EXERCISE: Please output the data exactly, without omitting anything.

ENTRIES SHOWN Block Start

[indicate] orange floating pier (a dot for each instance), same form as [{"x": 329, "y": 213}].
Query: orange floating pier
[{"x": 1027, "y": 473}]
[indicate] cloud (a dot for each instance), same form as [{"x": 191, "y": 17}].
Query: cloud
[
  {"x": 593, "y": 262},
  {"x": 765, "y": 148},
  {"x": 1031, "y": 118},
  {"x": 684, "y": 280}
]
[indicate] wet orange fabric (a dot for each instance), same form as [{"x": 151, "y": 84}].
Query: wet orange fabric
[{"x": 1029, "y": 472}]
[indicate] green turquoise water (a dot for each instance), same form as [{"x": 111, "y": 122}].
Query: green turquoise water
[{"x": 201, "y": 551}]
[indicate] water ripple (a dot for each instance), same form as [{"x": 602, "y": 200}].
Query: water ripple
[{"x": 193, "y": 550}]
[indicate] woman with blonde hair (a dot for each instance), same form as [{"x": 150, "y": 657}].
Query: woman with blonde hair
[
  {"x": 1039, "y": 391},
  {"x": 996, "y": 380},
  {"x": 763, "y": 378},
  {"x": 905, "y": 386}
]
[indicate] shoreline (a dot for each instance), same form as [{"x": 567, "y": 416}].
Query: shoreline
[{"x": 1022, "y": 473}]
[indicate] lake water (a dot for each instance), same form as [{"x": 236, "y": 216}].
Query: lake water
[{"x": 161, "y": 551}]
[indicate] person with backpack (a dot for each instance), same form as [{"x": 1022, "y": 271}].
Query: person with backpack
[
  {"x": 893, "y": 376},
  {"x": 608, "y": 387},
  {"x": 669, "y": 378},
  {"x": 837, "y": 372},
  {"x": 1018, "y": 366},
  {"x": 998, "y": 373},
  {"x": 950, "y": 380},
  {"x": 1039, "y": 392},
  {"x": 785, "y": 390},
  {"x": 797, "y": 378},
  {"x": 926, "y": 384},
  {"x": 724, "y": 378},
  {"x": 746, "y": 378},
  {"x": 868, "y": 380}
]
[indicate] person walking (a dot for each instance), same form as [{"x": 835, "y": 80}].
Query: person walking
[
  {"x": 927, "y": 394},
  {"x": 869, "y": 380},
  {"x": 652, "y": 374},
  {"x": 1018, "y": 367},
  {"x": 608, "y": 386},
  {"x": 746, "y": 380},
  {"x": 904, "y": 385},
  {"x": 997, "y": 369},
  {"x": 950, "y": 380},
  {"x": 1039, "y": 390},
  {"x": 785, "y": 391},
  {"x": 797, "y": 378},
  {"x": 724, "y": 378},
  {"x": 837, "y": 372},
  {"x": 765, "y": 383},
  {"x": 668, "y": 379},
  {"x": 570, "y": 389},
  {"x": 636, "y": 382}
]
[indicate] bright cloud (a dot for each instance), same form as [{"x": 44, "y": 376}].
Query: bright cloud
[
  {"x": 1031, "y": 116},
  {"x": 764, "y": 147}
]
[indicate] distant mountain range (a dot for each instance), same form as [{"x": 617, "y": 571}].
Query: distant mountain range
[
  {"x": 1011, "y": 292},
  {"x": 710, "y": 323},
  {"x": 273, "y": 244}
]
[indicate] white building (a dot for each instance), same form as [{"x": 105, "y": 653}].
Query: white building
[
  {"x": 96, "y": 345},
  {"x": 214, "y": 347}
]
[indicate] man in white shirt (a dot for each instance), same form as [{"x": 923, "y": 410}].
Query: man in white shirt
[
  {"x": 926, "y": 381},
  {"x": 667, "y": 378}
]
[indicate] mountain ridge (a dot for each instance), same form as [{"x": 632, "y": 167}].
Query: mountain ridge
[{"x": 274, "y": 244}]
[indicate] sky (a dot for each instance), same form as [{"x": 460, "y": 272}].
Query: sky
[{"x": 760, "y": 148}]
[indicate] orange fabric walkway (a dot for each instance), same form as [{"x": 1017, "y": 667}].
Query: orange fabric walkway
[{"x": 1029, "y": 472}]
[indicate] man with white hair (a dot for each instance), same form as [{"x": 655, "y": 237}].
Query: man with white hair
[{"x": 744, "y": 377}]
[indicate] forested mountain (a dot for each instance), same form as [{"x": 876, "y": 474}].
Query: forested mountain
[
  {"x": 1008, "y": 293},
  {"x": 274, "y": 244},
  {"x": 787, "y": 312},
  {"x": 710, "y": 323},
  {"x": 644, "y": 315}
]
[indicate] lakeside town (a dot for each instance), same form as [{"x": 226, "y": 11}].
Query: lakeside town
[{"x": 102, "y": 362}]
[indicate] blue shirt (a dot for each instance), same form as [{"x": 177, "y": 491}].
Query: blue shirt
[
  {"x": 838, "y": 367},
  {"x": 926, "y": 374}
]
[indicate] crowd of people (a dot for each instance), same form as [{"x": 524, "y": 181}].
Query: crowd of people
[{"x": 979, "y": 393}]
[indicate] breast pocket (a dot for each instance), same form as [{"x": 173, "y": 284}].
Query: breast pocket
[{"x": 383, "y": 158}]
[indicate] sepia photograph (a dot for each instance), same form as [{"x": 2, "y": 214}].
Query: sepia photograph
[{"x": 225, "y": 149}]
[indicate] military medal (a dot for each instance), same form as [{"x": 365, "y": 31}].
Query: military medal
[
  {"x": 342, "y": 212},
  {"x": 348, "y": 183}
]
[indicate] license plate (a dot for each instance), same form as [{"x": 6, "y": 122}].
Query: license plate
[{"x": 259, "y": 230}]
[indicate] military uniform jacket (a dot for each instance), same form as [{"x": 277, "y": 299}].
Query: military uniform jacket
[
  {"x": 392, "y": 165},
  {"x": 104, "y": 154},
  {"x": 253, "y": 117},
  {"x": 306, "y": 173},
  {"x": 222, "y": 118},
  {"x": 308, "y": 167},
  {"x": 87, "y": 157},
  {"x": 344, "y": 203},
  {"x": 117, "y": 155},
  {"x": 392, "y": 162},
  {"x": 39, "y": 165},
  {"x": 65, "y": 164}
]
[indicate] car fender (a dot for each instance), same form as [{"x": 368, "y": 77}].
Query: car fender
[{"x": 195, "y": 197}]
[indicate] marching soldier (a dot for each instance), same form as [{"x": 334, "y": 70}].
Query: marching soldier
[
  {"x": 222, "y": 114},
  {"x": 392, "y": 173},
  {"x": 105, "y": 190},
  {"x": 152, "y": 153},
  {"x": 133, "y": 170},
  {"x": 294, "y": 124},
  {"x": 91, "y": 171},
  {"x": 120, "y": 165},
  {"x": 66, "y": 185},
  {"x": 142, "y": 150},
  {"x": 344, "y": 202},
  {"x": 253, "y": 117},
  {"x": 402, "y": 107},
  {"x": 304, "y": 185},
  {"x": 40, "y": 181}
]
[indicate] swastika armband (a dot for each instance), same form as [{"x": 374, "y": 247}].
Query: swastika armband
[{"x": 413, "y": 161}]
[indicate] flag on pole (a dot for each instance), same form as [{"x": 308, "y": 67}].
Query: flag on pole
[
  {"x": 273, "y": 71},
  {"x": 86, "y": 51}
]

ENTRIES SHOWN Block End

YOUR RESPONSE:
[indicate] orange floating pier (a dot for each instance), same form as [{"x": 329, "y": 213}].
Query: orange floating pier
[{"x": 1027, "y": 473}]
[indicate] cloud (a dot for each instance), same form as [{"x": 191, "y": 17}].
Query: cloud
[
  {"x": 593, "y": 262},
  {"x": 765, "y": 148},
  {"x": 1031, "y": 118},
  {"x": 684, "y": 280}
]
[indicate] wet orange fabric (a dot for each instance), same form as [{"x": 151, "y": 84}].
Query: wet orange fabric
[{"x": 1029, "y": 472}]
[indicate] green turquoise water (a dot for each instance), same form as [{"x": 111, "y": 122}].
Query: green turquoise water
[{"x": 201, "y": 551}]
[indicate] water ripple (a dot for each instance), same form as [{"x": 602, "y": 200}].
Query: water ripple
[{"x": 193, "y": 550}]
[indicate] woman with blonde hair (a dot for each instance), same form as [{"x": 150, "y": 657}].
Query: woman with blonde hair
[
  {"x": 1039, "y": 391},
  {"x": 996, "y": 380},
  {"x": 763, "y": 378},
  {"x": 905, "y": 386}
]
[indicate] shoreline (a dot for each instance), same form as [{"x": 567, "y": 416}].
Query: shoreline
[{"x": 1022, "y": 473}]
[indicate] lake water (a dot for each instance), same form as [{"x": 236, "y": 216}].
Query: lake water
[{"x": 161, "y": 551}]
[indicate] person with backpack (a dot for each instance), same form as [{"x": 1022, "y": 271}].
Query: person with backpack
[
  {"x": 893, "y": 376},
  {"x": 608, "y": 387},
  {"x": 669, "y": 378},
  {"x": 837, "y": 372},
  {"x": 1018, "y": 366},
  {"x": 998, "y": 373},
  {"x": 950, "y": 380},
  {"x": 1039, "y": 392},
  {"x": 785, "y": 390},
  {"x": 797, "y": 378},
  {"x": 926, "y": 384},
  {"x": 724, "y": 378},
  {"x": 746, "y": 378},
  {"x": 868, "y": 380}
]
[indicate] person walking (a dot for each instance), same form as [{"x": 835, "y": 80}].
Query: person walking
[
  {"x": 927, "y": 394},
  {"x": 869, "y": 380},
  {"x": 652, "y": 374},
  {"x": 1018, "y": 367},
  {"x": 608, "y": 386},
  {"x": 746, "y": 380},
  {"x": 904, "y": 385},
  {"x": 997, "y": 369},
  {"x": 950, "y": 380},
  {"x": 1039, "y": 390},
  {"x": 785, "y": 391},
  {"x": 797, "y": 378},
  {"x": 724, "y": 378},
  {"x": 837, "y": 372},
  {"x": 765, "y": 383},
  {"x": 668, "y": 379},
  {"x": 570, "y": 389},
  {"x": 636, "y": 382}
]
[indicate] bright cloud (a dot for each instance), same form as [{"x": 44, "y": 376}].
Query: bright cloud
[
  {"x": 1031, "y": 116},
  {"x": 764, "y": 147}
]
[indicate] distant mountain range (a dot for each instance), same form as [{"x": 617, "y": 571}].
Query: distant mountain range
[
  {"x": 1011, "y": 292},
  {"x": 710, "y": 323},
  {"x": 273, "y": 244}
]
[indicate] white building (a dot for each instance), same form as [{"x": 105, "y": 653}].
Query: white building
[
  {"x": 96, "y": 345},
  {"x": 214, "y": 347}
]
[indicate] man in white shirt (a dot for each instance), same form as [{"x": 923, "y": 410}].
Query: man in white shirt
[
  {"x": 926, "y": 381},
  {"x": 667, "y": 378}
]
[indicate] mountain ridge (a dot for each instance), same form as [{"x": 632, "y": 167}].
Query: mountain ridge
[{"x": 274, "y": 244}]
[indicate] sky (a dot for each instance), same form as [{"x": 460, "y": 272}].
Query: sky
[{"x": 760, "y": 148}]
[indicate] orange fabric walkway (a dot for each instance), same form as [{"x": 1017, "y": 667}].
Query: orange fabric walkway
[{"x": 1029, "y": 472}]
[indicate] man with white hair (a dot for each instance), same form as [{"x": 655, "y": 237}].
Query: man with white hair
[{"x": 744, "y": 377}]
[indicate] forested mountain (a dot for each instance), same form as [{"x": 876, "y": 474}].
Query: forested mountain
[
  {"x": 1008, "y": 293},
  {"x": 274, "y": 244},
  {"x": 787, "y": 312},
  {"x": 710, "y": 323},
  {"x": 644, "y": 315}
]
[indicate] lakeside town (a dot for each instance), same form as [{"x": 226, "y": 11}].
Query: lakeside town
[{"x": 102, "y": 362}]
[indicate] blue shirt (a dot for each instance), same form as [{"x": 177, "y": 491}].
Query: blue shirt
[
  {"x": 838, "y": 367},
  {"x": 926, "y": 374}
]
[indicate] crowd of people (a dot for each instance), same form as [{"x": 524, "y": 181}].
Query: crowd of people
[{"x": 979, "y": 393}]
[indicate] breast pocket (a dot for each instance), same form as [{"x": 173, "y": 284}].
Query: breast pocket
[{"x": 383, "y": 158}]
[indicate] sepia photograph (a dot for each instance), same form as [{"x": 2, "y": 214}].
Query: sepia photograph
[{"x": 225, "y": 149}]
[indicate] military medal (a dot for each instance), same form as [{"x": 365, "y": 31}].
Query: military medal
[
  {"x": 342, "y": 212},
  {"x": 348, "y": 183}
]
[indicate] license plate (a dot for each instance), same form as [{"x": 6, "y": 122}].
Query: license plate
[{"x": 259, "y": 230}]
[indicate] military uniform jacket (a dot for each instance), same form as [{"x": 277, "y": 299}].
Query: military uniform jacket
[
  {"x": 392, "y": 165},
  {"x": 104, "y": 154},
  {"x": 253, "y": 117},
  {"x": 306, "y": 173},
  {"x": 222, "y": 118},
  {"x": 308, "y": 167},
  {"x": 87, "y": 157},
  {"x": 344, "y": 203},
  {"x": 117, "y": 155},
  {"x": 392, "y": 162},
  {"x": 39, "y": 165},
  {"x": 65, "y": 164}
]
[indicate] car fender (a dot for each instance), same form as [{"x": 368, "y": 77}].
Query: car fender
[{"x": 195, "y": 197}]
[indicate] marching soldier (a dot for each instance), same form as [{"x": 334, "y": 70}].
Query: marching soldier
[
  {"x": 222, "y": 114},
  {"x": 392, "y": 173},
  {"x": 105, "y": 190},
  {"x": 152, "y": 153},
  {"x": 133, "y": 170},
  {"x": 294, "y": 124},
  {"x": 91, "y": 171},
  {"x": 120, "y": 165},
  {"x": 66, "y": 185},
  {"x": 142, "y": 150},
  {"x": 344, "y": 202},
  {"x": 253, "y": 117},
  {"x": 402, "y": 107},
  {"x": 304, "y": 185},
  {"x": 40, "y": 181}
]
[indicate] swastika armband (a dot for each instance), same form as [{"x": 374, "y": 247}].
Query: swastika armband
[{"x": 413, "y": 161}]
[indicate] flag on pole (a dot for each instance), same form as [{"x": 308, "y": 67}].
Query: flag on pole
[
  {"x": 273, "y": 71},
  {"x": 86, "y": 51}
]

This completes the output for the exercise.